**A run of records:**
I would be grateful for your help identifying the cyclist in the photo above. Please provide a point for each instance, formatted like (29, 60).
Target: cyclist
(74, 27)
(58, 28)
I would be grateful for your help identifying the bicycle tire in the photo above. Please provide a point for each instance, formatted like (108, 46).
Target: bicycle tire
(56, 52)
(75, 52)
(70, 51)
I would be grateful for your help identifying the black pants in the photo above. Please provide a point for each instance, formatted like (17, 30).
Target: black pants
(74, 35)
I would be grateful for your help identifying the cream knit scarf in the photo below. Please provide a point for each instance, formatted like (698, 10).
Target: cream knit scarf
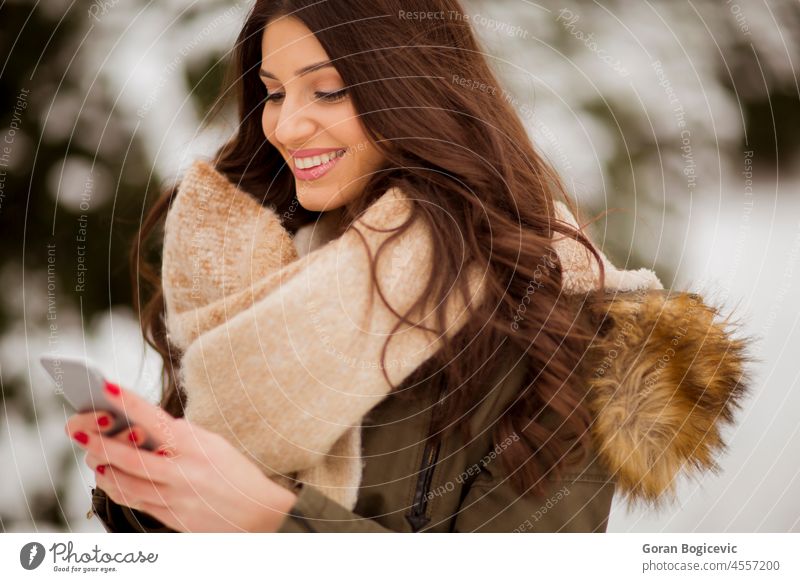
(281, 352)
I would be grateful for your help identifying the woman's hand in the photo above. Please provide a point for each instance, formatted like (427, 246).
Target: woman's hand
(195, 481)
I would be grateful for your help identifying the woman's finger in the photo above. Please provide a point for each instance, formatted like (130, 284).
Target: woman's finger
(130, 490)
(137, 462)
(89, 422)
(147, 419)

**What is expected:**
Make an exact copy of the records above, with the pictures left out.

**Final answer:**
I would be grateful for your help identifying the cyclist in the photo above. Please provide a point for each instance, formatted like (29, 60).
Target: cyclist
(74, 27)
(58, 28)
I would be grateful for your help identifying the bicycle tire in the photo above. Please provide a point for each instance, formatted like (108, 46).
Target: bicycle tire
(56, 52)
(75, 52)
(70, 51)
I would be grateful for your help identifying the black pants in the photo above. Please provide a point for each instance, formatted like (17, 30).
Target: black pants
(74, 35)
I would be grateful for your help identifying the cream knit scarf in the photo below. Please provide a point for each instance, formatted like (698, 10).
Target: cream knit scarf
(281, 352)
I would be grateful for your help identifying the woman's hand in the photo above. Please provide a point for each instance, formatted like (427, 246).
Target: woman's hand
(195, 481)
I would be grateful for your help identifying the woman's finger in the photo above. Please provide a point for each instance, formatted like (130, 284).
Target: woman's finger
(130, 490)
(137, 462)
(89, 422)
(147, 419)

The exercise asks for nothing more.